◆ Requirement 1:
Answer these from the book awards announcement below:
(a) What year of the East Anglian Book Awards is this?
(b) In which category is THE PHOTOGRAPHER AT SIXTEEN shortlisted?
(c) Which three organizations form the partnership behind the awards?
◆ Requirement 2:
Turn the paragraph starting "The shortlist for the coveted" in the book awards announcement below into a brief bulleted list that keeps its main facts.
◆ Requirement 3:
Continue the book awards announcement below with the next part after its final line.

George Szirtes' THE PHOTOGRAPHER AT SIXTEEN is shortlisted for the East Anglian Book Awards 2019
The shortlist for the coveted East Anglian Book Awards 2019 has been revealed, celebrating the very best of publishing, writing and reading in the region. Now in their 12th year, the awards celebrate writing talent within the East of England. The East Anglian Book Awards are a partnership between Jarrold, EDP, and the National Centre for Writing, supported by UEA Faculty of Arts & Humanities and the PACCAR Foundation.
George Szirtes' THE PHOTOGRAPHER AT SIXTEEN (Maclehose Press, 2019) has been shortlisted in the 'Biography and Memoir' category.
Double win for David Szalay at the Edge Hill Short Story Prize 2019!

(Data records)
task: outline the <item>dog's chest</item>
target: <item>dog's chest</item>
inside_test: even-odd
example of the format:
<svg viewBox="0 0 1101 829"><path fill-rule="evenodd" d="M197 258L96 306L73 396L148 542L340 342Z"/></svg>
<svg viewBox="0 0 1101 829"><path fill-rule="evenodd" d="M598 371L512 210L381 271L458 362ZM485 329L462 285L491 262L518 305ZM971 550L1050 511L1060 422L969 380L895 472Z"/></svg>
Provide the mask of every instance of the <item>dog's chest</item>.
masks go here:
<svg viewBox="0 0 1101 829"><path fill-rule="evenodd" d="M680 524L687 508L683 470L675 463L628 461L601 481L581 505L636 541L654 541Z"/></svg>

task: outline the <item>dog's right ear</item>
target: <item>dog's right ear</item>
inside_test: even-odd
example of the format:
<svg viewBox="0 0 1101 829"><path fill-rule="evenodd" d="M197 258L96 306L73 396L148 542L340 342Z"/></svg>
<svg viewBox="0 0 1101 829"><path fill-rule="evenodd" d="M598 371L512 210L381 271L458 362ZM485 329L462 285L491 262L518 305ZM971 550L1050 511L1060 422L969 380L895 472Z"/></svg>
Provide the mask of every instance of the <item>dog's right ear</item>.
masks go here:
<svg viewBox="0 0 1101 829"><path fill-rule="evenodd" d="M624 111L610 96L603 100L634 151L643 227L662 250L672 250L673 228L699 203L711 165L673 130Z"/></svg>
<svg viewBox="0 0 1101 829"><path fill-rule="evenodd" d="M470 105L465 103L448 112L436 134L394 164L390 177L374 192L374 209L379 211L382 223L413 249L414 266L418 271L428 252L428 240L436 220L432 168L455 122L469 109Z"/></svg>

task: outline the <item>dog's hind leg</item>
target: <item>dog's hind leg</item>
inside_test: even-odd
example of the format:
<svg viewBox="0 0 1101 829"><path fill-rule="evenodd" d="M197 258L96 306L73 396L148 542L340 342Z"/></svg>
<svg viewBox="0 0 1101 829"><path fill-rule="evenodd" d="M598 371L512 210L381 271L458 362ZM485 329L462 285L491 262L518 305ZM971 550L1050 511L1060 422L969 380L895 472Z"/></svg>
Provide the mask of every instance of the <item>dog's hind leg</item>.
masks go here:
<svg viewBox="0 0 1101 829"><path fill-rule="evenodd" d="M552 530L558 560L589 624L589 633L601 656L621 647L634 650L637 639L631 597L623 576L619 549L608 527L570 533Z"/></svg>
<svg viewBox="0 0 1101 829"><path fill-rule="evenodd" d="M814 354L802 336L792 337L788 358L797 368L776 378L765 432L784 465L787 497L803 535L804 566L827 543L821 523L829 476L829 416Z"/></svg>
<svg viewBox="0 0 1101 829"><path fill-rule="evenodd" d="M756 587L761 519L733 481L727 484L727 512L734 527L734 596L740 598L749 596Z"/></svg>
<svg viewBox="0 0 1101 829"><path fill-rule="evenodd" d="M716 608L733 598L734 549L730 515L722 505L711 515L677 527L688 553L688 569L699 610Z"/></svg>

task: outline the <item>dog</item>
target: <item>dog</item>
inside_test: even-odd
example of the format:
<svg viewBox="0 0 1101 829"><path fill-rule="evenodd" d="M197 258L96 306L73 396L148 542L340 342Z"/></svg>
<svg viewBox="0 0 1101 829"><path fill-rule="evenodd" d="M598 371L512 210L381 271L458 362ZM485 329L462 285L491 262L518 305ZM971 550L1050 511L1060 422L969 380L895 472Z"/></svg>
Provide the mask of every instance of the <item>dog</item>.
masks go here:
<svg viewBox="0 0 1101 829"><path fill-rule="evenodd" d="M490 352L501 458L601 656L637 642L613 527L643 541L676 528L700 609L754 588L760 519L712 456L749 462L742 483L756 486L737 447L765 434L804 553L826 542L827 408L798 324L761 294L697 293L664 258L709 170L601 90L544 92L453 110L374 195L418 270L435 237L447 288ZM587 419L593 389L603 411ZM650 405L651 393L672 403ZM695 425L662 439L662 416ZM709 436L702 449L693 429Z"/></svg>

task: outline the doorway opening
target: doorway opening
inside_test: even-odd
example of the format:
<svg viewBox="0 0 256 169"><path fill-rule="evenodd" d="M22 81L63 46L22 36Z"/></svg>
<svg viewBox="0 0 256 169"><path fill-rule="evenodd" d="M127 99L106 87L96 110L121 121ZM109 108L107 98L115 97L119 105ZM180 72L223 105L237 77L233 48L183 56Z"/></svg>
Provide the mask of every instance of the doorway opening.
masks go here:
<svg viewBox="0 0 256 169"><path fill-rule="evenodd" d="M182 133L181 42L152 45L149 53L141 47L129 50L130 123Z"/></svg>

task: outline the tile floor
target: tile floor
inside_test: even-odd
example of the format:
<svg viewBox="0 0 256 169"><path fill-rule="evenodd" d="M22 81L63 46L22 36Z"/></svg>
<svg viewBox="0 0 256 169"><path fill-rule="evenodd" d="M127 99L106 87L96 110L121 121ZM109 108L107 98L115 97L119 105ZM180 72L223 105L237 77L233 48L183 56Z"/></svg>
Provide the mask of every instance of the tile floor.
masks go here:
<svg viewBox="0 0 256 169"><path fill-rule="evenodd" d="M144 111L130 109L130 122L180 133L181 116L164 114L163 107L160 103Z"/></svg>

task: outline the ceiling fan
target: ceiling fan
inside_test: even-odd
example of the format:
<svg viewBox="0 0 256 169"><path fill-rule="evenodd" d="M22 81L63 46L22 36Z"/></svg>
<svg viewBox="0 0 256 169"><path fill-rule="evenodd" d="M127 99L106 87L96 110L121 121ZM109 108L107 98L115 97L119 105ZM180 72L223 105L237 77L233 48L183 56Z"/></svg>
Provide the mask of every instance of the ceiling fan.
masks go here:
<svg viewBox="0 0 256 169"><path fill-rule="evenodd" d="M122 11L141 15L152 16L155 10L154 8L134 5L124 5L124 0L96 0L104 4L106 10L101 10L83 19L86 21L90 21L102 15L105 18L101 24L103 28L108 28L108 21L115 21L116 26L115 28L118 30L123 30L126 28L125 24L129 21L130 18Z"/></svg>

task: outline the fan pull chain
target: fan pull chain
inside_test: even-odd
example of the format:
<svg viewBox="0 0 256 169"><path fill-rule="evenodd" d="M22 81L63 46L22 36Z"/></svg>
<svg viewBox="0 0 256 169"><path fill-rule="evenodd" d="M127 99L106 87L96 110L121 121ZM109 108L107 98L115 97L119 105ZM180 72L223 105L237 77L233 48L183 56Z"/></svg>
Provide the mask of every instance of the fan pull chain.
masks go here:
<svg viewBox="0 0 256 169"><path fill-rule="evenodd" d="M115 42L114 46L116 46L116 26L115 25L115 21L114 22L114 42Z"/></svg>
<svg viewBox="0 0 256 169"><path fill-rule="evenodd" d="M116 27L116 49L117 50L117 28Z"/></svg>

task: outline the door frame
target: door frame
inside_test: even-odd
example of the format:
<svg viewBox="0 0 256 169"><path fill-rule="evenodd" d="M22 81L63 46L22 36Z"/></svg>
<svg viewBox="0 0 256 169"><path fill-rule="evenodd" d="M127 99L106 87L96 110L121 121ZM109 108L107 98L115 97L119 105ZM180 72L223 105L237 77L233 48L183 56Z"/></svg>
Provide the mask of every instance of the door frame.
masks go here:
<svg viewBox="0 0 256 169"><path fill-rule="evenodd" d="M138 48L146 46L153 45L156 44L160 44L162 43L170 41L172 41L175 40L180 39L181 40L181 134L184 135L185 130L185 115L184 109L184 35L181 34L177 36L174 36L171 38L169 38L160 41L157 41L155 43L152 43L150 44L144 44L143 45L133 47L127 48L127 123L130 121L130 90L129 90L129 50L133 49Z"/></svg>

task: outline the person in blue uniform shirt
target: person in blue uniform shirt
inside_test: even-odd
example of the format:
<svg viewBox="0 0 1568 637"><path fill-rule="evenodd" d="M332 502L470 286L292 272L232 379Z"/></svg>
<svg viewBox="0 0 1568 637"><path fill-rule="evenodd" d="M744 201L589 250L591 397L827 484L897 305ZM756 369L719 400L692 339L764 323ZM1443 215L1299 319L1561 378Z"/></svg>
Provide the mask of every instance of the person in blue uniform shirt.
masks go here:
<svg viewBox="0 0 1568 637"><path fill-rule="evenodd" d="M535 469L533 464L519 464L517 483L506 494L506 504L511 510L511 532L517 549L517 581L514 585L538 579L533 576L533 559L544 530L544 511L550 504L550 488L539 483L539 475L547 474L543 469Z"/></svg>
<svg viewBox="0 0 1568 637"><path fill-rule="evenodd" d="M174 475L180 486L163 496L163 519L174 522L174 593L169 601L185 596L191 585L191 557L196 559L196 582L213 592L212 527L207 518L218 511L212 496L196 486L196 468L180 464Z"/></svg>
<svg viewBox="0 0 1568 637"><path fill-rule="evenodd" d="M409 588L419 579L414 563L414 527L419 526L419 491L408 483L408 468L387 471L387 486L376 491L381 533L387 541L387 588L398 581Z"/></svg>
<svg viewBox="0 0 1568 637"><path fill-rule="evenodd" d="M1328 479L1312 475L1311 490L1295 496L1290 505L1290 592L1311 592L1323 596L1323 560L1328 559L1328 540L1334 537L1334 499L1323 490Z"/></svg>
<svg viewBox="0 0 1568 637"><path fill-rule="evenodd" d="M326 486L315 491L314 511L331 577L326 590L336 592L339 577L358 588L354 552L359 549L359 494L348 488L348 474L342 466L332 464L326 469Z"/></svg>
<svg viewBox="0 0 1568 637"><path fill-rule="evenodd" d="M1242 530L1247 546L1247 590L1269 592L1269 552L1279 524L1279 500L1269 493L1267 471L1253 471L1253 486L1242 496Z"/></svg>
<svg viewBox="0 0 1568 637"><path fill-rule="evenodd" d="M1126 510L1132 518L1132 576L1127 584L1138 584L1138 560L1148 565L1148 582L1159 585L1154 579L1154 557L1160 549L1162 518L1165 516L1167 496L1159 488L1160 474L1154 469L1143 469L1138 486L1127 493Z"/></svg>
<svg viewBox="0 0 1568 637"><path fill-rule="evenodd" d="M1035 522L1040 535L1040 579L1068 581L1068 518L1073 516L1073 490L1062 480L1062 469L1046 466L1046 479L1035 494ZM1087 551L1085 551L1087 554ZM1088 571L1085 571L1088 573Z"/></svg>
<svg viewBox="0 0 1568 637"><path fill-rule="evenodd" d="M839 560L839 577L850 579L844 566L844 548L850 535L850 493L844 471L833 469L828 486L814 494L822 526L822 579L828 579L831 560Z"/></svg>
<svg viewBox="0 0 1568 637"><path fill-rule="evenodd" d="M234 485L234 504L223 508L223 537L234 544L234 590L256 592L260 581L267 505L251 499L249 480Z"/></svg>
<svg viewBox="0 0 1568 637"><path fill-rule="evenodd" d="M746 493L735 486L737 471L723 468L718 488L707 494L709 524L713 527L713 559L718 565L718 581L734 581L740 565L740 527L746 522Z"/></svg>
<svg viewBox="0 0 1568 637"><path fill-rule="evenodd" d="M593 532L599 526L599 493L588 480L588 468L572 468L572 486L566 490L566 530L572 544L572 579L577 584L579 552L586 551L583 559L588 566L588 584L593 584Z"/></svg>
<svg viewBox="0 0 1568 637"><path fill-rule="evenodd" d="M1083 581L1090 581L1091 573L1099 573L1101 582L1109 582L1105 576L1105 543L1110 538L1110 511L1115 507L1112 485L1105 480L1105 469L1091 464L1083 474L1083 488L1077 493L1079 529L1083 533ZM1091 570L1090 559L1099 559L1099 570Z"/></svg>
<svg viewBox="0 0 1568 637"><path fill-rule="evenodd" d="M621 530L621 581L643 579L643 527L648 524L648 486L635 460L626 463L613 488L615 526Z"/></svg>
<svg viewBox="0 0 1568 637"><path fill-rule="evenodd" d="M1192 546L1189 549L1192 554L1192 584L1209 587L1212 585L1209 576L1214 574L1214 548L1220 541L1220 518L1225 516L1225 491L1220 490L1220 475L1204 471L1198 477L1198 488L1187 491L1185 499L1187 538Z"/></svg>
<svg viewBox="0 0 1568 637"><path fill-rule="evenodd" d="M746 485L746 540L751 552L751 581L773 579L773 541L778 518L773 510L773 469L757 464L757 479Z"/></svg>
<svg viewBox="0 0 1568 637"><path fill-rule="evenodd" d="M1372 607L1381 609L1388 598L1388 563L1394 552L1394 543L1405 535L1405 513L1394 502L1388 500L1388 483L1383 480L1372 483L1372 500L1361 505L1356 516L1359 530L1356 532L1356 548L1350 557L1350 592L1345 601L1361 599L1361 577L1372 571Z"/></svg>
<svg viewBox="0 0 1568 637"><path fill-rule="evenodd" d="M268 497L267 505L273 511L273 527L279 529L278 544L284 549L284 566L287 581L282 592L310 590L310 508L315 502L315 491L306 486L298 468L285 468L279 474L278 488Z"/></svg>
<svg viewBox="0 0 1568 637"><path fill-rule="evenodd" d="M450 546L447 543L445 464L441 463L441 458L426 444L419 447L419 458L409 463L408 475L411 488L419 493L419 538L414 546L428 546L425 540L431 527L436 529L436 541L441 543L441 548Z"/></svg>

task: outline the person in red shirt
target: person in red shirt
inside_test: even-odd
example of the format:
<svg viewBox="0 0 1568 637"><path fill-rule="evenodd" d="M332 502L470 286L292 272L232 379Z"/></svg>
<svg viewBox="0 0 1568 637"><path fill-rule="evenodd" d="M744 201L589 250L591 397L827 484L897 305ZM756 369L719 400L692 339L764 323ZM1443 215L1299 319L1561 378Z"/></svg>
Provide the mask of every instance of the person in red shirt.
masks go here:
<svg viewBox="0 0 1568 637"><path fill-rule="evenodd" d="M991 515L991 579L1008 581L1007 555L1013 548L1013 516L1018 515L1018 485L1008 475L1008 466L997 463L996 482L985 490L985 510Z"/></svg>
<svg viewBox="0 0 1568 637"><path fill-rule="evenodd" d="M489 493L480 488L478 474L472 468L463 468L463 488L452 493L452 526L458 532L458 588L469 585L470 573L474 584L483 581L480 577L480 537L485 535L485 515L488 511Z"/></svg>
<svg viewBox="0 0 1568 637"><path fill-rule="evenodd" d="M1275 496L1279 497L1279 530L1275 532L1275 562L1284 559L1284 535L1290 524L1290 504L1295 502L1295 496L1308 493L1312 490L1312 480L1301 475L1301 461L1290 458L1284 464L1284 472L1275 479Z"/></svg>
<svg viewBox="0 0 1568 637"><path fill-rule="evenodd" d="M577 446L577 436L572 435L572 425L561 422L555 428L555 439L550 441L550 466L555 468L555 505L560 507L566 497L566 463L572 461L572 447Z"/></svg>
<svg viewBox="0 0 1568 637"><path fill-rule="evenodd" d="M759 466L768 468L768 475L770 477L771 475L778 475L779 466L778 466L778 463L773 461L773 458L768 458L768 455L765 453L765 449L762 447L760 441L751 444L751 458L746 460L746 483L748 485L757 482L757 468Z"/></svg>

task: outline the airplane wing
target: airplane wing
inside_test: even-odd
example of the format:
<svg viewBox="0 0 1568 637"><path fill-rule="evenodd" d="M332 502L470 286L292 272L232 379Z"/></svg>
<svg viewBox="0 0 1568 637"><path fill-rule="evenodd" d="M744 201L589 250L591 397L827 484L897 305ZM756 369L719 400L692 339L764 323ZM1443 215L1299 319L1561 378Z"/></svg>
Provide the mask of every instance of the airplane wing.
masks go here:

◆ Task output 1:
(a) The 12th year.
(b) 'Biography and Memoir'.
(c) Jarrold, EDP, and the National Centre for Writing.

◆ Task output 2:
- The East Anglian Book Awards 2019 shortlist has been revealed.
- The awards celebrate the best of publishing, writing and reading in the East of England.
- This is their 12th year.
- They are a partnership between Jarrold, EDP, and the National Centre for Writing.
- Support comes from the UEA Faculty of Arts & Humanities and the PACCAR Foundation.

◆ Task output 3:
Congratulations to David Szalay on his latest book, TURBULENCE (Jonathan Cape, 2019) being awarded both the main £10,000 prize and the £1,000 Reader's Choice Award at the Edge Hill Short Story Prize this year! Originally commissioned by BBC Radio 4, the collection of stories has received critical acclaim since the publication of the print edition:
'More tales of mortality from a master of the genre... [Turbulence] is a chilling achievement.’ Evening Standard
'Szalay’s mixture of directness and withholding looks increasingly masterly.’ Financial Times
‘An ingenious literary chain letter.' iNews
Samantha Harvey's THE WESTERN WIND is shortlisted for the Staunch Book Prize!
Congratulations to Samantha Harvey on being shortlisted for the second annual Staunch Book Prize! The £1,000 award was set up in 2018 by author Bridget Lawless and aims to find the best thrillers in which no woman gets beaten, stalked, sexually exploited, raped or murdered in response to violence of women depicted in books, TV and film.
George Szirtes shortlisted for the Slightly Foxed Prize 2019
George Szirtes' hybrid work of memoir and biography, THE PHOTOGRAPHER AT SIXTEEN, has been shortlisted for the 2019 Slightly Foxed Best First Biography Prize!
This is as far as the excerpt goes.